• ZUR AUFGABE:
Schreiben Sie den Textauszug über Kohleausstieg und Vertrauen in die Politik vollständig und wortgetreu ab.

• TEXTAUSZUG:

-.-.-

Man muss das Handwerkszeug einer Politik der Mitte beherrschen, die Fähigkeit zur Einigung. Was heißt das? Wenn alle abstrakt davon reden, Ökonomie und Ökologie zusammenzubringen, dann denke ich an den Kohleausstieg. An nächtliche Runden im Kanzleramt, wo wir verhandelt haben. Aber auch an den Tag danach, als ich bei der Betriebsversammlung den Bergleuten erklären musste: Euer Kraftwerk wird bald geschlossen und ihr geht in den Vorruhestand.

Während alle vom digitalen Aufbruch reden, habe ich nach meinem Wahlsieg 2017 ein echtes Digitalisierungsministerium mit der FDP geschaffen. Während alle von innerer Sicherheit reden, setzen wir Null Toleranz gegen Rechtsbruch und Kriminalität durch, Tag für Tag, Nacht für Nacht. Wenn Worte und Taten zusammenpassen, dann entsteht Vertrauen. Vertrauen in die Zukunft, das braucht es jetzt. Wir stehen mitten in der größten Krise unseres Landes. Themen, die schon vor Corona drängend waren, sind jetzt wieder da.

-.-.-

• DATENÜBERSICHT:
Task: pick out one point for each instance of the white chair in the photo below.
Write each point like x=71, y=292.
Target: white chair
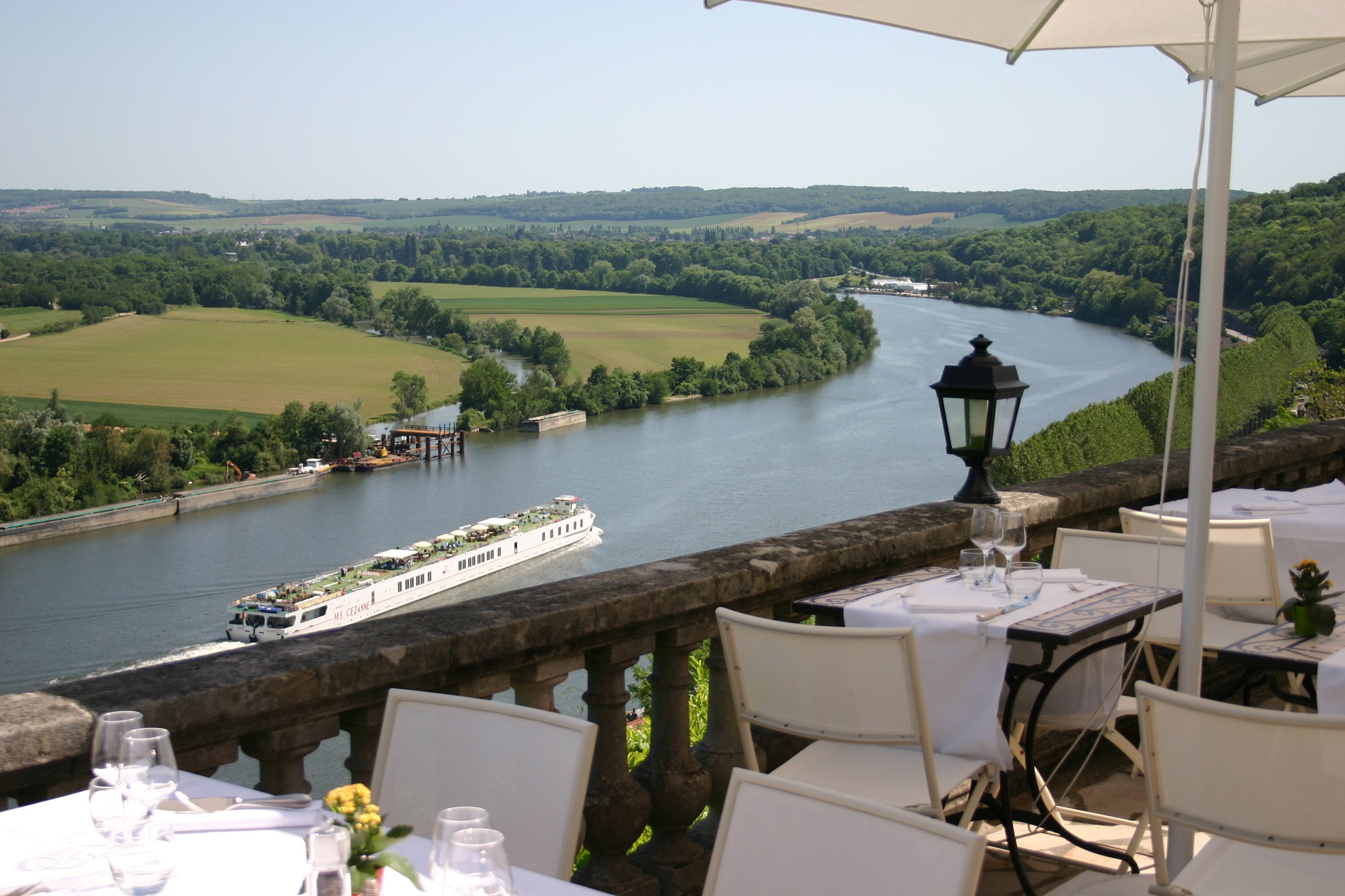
x=857, y=692
x=790, y=839
x=1267, y=785
x=1242, y=585
x=529, y=769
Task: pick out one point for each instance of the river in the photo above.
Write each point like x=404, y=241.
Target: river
x=663, y=481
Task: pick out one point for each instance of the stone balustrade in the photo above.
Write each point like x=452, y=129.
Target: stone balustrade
x=278, y=701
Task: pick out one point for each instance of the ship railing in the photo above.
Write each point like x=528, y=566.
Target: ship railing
x=280, y=701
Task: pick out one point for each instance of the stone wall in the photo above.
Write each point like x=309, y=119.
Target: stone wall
x=277, y=701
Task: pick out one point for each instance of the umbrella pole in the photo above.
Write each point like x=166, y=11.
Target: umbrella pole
x=1204, y=410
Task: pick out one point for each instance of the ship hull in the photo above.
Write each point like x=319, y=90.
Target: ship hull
x=396, y=592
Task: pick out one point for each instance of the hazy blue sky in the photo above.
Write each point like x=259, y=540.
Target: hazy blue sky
x=456, y=97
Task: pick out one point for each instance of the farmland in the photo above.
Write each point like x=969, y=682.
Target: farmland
x=232, y=359
x=617, y=330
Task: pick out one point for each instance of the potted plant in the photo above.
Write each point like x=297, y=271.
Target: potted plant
x=369, y=843
x=1309, y=612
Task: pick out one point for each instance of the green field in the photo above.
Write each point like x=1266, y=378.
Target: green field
x=22, y=320
x=619, y=330
x=202, y=357
x=138, y=414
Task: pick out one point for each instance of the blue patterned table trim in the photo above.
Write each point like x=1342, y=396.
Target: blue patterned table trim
x=1067, y=625
x=1279, y=648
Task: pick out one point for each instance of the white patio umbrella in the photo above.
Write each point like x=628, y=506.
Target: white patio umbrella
x=1270, y=47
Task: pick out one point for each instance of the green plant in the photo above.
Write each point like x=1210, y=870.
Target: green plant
x=1311, y=586
x=369, y=842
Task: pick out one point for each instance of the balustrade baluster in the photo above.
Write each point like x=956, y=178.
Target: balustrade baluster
x=282, y=754
x=678, y=785
x=617, y=806
x=365, y=726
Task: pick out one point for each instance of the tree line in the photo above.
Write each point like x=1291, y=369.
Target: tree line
x=51, y=461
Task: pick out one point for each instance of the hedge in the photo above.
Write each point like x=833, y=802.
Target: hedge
x=1253, y=378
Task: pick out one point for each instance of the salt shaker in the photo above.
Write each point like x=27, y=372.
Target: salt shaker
x=328, y=853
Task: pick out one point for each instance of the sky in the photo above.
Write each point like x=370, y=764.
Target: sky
x=307, y=100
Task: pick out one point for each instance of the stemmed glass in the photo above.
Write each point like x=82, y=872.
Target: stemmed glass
x=148, y=766
x=479, y=864
x=1011, y=535
x=109, y=731
x=449, y=823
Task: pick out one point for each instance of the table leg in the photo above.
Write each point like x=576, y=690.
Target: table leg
x=1048, y=681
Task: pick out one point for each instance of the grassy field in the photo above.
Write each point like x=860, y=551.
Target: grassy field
x=201, y=357
x=138, y=414
x=22, y=320
x=618, y=330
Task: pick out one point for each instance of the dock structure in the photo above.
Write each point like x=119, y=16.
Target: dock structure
x=430, y=442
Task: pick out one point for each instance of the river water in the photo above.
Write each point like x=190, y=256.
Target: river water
x=663, y=481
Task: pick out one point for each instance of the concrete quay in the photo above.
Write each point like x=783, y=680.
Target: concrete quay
x=90, y=519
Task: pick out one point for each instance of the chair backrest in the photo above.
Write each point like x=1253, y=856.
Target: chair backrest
x=1121, y=558
x=860, y=685
x=790, y=839
x=529, y=769
x=1207, y=768
x=1242, y=558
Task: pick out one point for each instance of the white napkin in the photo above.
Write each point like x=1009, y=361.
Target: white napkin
x=240, y=820
x=956, y=603
x=1331, y=493
x=1270, y=508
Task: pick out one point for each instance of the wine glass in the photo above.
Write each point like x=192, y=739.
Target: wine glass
x=1011, y=535
x=1022, y=581
x=142, y=857
x=478, y=864
x=148, y=766
x=108, y=733
x=449, y=823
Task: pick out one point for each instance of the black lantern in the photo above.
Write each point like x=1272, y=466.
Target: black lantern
x=978, y=401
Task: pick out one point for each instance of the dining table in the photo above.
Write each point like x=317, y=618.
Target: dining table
x=53, y=847
x=976, y=671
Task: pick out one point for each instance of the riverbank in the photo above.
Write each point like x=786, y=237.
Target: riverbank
x=101, y=518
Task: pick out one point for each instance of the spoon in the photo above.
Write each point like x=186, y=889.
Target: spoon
x=225, y=804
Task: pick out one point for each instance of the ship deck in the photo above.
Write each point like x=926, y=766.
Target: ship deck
x=335, y=582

-.-.-

• LÖSUNG:
Man muss das Handwerkszeug einer Politik der Mitte beherrschen, die Fähigkeit zur Einigung. Was heißt das? Wenn alle abstrakt davon reden, Ökonomie und Ökologie zusammenzubringen, dann denke ich an den Kohleausstieg. An nächtliche Runden im Kanzleramt, wo wir verhandelt haben. Aber auch an den Tag danach, als ich bei der Betriebsversammlung den Bergleuten erklären musste: Euer Kraftwerk wird bald geschlossen und ihr geht in den Vorruhestand.

Während alle vom digitalen Aufbruch reden, habe ich nach meinem Wahlsieg 2017 ein echtes Digitalisierungsministerium mit der FDP geschaffen. Während alle von innerer Sicherheit reden, setzen wir Null Toleranz gegen Rechtsbruch und Kriminalität durch, Tag für Tag, Nacht für Nacht. Wenn Worte und Taten zusammenpassen, dann entsteht Vertrauen. Vertrauen in die Zukunft, das braucht es jetzt. Wir stehen mitten in der größten Krise unseres Landes. Themen, die schon vor Corona drängend waren, sind jetzt wieder da.